Schools, the Law, and What It Means for Children

     I am a social worker, but I took two years off from that title to work with kids in schools. I taught 4th, 6th, and 8th grade students. And I counseled them. I had a 4th grader who was identified as bisexual, and he talked to me about it. My students knew I was a counselor, because I wanted them to feel safe. That did not mean that we talked about sexuality as a class—that never happened. In fact, this class did not know I was gay. I did not have pictures of my family, as the straight teachers did, on my desk. I didn’t say “my wife,” even once, even though that wife taught at the same school down the hall from me. But when a student told me, one on one, that he was gay, I told him that I was, as well.

     School social work is one of the lowest paid areas of our field. Actually, anything working with the most vulnerable individuals is. Especially children. These workers do it from the heart. They do it to be the safe space that these children do not have in other places. With this law, will we be able to do what we are there for? With children struggling with sexuality, do we turn them away? No, we don’t. I am confident that we will find a way. We will try to find creative ways to follow the laws of our state, although--above all else--we must follow our ethical code. To help people in need and to address social problems. We challenge social injustice. We respect the inherent dignity and worth of the person. We will remain ethical, because that is what our profession requires of us.

■ Information provided ■
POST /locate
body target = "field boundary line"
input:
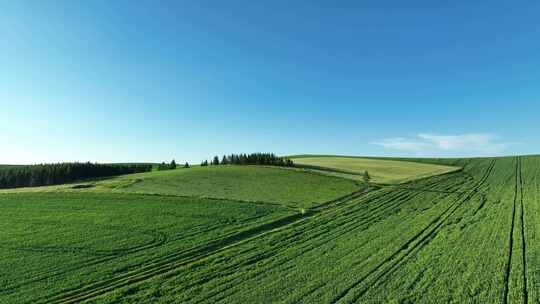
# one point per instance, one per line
(406, 247)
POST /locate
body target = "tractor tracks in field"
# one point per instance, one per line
(389, 264)
(172, 261)
(518, 197)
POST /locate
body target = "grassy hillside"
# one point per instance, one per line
(247, 183)
(52, 241)
(293, 188)
(463, 237)
(380, 170)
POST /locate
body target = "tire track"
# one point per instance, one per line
(170, 262)
(511, 237)
(523, 243)
(431, 229)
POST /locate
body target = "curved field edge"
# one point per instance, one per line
(437, 244)
(289, 187)
(388, 171)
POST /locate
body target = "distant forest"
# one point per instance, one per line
(54, 174)
(269, 159)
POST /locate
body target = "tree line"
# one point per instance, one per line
(171, 166)
(54, 174)
(268, 159)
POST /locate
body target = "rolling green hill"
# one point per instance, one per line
(380, 170)
(294, 188)
(158, 237)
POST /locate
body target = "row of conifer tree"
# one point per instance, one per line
(54, 174)
(269, 159)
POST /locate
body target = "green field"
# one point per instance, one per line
(380, 170)
(287, 187)
(462, 237)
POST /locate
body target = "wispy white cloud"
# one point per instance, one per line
(428, 143)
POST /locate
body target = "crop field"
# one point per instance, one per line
(380, 170)
(470, 235)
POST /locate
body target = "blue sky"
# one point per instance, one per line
(113, 81)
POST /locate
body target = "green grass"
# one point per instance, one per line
(53, 241)
(294, 188)
(467, 236)
(380, 170)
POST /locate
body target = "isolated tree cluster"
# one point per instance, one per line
(172, 165)
(268, 159)
(54, 174)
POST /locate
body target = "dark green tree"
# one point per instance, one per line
(366, 176)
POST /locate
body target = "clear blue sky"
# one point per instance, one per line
(136, 81)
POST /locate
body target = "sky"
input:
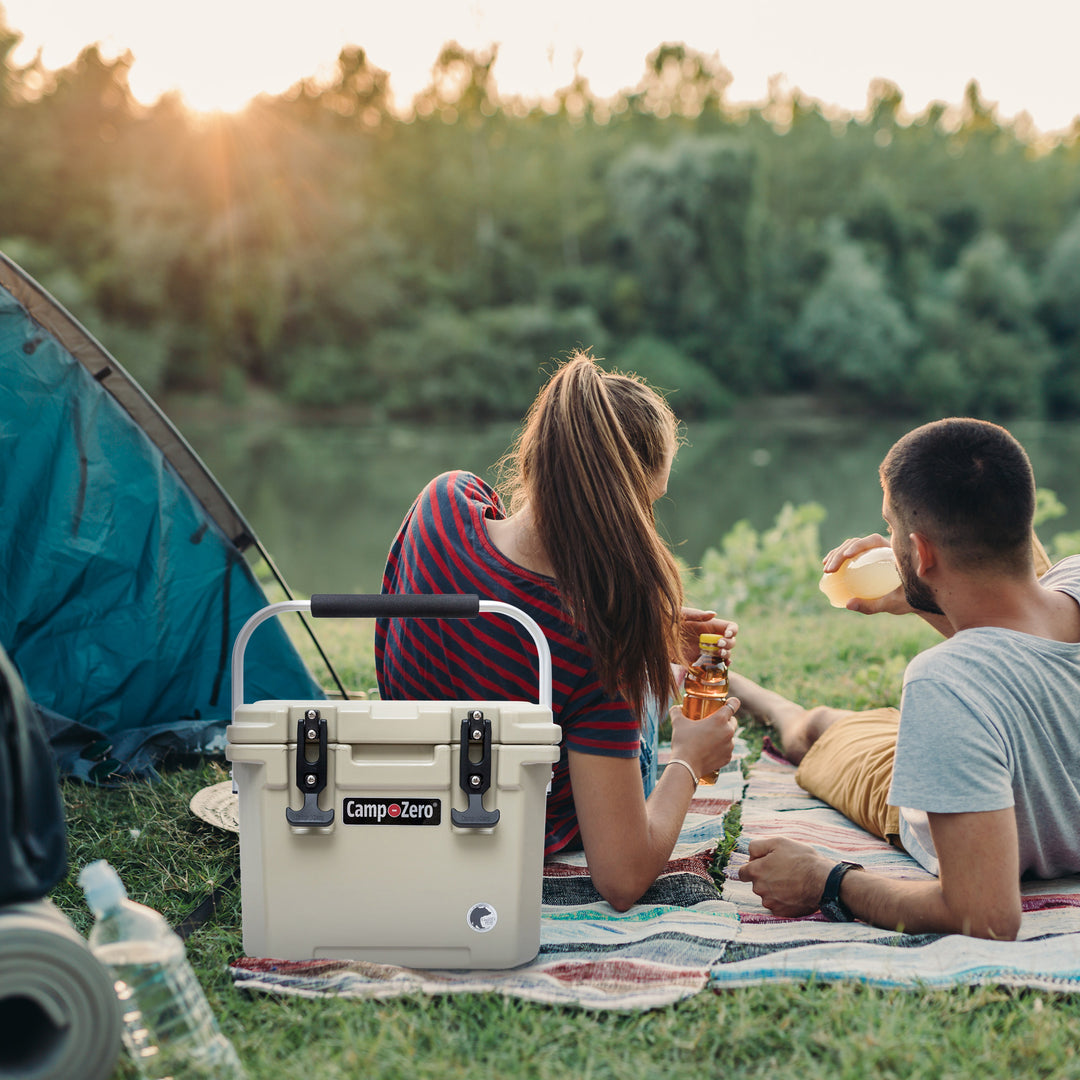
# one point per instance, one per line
(220, 53)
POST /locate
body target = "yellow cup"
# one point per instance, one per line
(867, 576)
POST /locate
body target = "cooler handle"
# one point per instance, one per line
(387, 606)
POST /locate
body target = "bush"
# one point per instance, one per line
(778, 569)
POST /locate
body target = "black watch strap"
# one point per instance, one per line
(831, 905)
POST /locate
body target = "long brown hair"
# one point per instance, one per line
(585, 461)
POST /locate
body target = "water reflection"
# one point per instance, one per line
(326, 499)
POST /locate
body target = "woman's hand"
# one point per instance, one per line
(697, 622)
(706, 744)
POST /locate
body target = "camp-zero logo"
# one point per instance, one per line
(392, 811)
(482, 918)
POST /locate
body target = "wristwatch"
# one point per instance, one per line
(831, 905)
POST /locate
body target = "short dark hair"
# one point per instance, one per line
(967, 485)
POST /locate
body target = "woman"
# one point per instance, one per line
(580, 553)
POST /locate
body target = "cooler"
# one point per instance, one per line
(399, 832)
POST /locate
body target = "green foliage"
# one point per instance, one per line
(693, 390)
(778, 569)
(852, 336)
(310, 243)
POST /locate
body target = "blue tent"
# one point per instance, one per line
(123, 574)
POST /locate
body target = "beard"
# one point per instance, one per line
(916, 593)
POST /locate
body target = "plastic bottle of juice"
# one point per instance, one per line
(705, 688)
(867, 576)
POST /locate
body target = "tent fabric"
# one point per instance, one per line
(121, 591)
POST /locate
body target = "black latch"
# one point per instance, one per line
(475, 772)
(310, 771)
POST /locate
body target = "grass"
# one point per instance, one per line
(171, 860)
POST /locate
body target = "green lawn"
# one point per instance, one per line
(171, 860)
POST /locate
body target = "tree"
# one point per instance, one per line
(688, 212)
(852, 337)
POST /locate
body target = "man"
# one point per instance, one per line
(977, 775)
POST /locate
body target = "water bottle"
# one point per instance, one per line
(169, 1028)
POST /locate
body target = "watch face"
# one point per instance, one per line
(836, 910)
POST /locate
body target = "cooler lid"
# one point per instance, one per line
(403, 723)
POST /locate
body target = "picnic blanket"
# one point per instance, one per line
(685, 935)
(1045, 956)
(591, 956)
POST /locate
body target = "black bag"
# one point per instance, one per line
(32, 835)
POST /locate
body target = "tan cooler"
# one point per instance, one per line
(402, 832)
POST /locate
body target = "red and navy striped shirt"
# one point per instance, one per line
(443, 547)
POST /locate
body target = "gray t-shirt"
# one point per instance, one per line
(990, 719)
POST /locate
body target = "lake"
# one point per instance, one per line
(326, 498)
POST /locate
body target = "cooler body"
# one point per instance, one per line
(396, 832)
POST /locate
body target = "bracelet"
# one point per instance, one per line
(687, 766)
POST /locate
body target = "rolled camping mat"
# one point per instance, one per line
(59, 1016)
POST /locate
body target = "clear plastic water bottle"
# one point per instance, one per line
(169, 1028)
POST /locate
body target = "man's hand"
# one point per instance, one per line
(697, 622)
(788, 876)
(893, 603)
(977, 892)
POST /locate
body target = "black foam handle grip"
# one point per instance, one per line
(394, 606)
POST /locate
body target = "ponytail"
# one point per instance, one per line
(586, 460)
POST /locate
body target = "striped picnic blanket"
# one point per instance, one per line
(591, 956)
(1047, 954)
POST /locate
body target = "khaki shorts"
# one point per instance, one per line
(850, 768)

■ Assignment 1 ■
Answer these from the essay on schools, the law, and children:
(a) Which grades did the writer teach?
(b) Where did the writer's wife work?
(c) What does the essay say social workers must follow above all else?
■ Assignment 2 ■
Write the next part of the essay on schools, the law, and children.

■ Written reply 1 ■
(a) 4th, 6th, and 8th grade.
(b) At the same school, down the hall from the writer.
(c) Their ethical code.

■ Written reply 2 ■
    When people don’t feel safe to speak, those around them miss things. Things that are more taboo than the word “gay.” Depression. Bipolar. Suicide. Wanting to die. If a child senses they cannot discuss one topic, they sense they cannot discuss others.

     When you are different, far more so than those who are not, you need to be told you are accepted, loved, important. Because the world is constantly giving messages that this is not so. Restricting topics that encourage this validation—race, sexuality, disability—keeps those who are different from knowing they matter. It encourages the above issues as a result.

     The Parental Rights in Education law restricts such students from having a safe space. Some students are safe to speak at home, safe to tell a parent how they are feeling, but so many—more than we even know—are not. School is supposed to be a safe place; it is supposed to be the one place where children have the power to speak up to their peers, their teachers, their counselors. This law gives parents the rights to deny their children all services that public schools are meant to provide. They are denied a counselor to speak with. They are denied privacy in any conversations they have with school personnel, as parents can access all previously confidential records. There will likely be more situations like this one, in which an 18-year old was denied the opportunity to talk about being gay in a valedictorian speech. With this law, effective July 1, 2022, parents have the right to deny their child these services, this space to be themselves.

    Parents have enough rights. Children don’t.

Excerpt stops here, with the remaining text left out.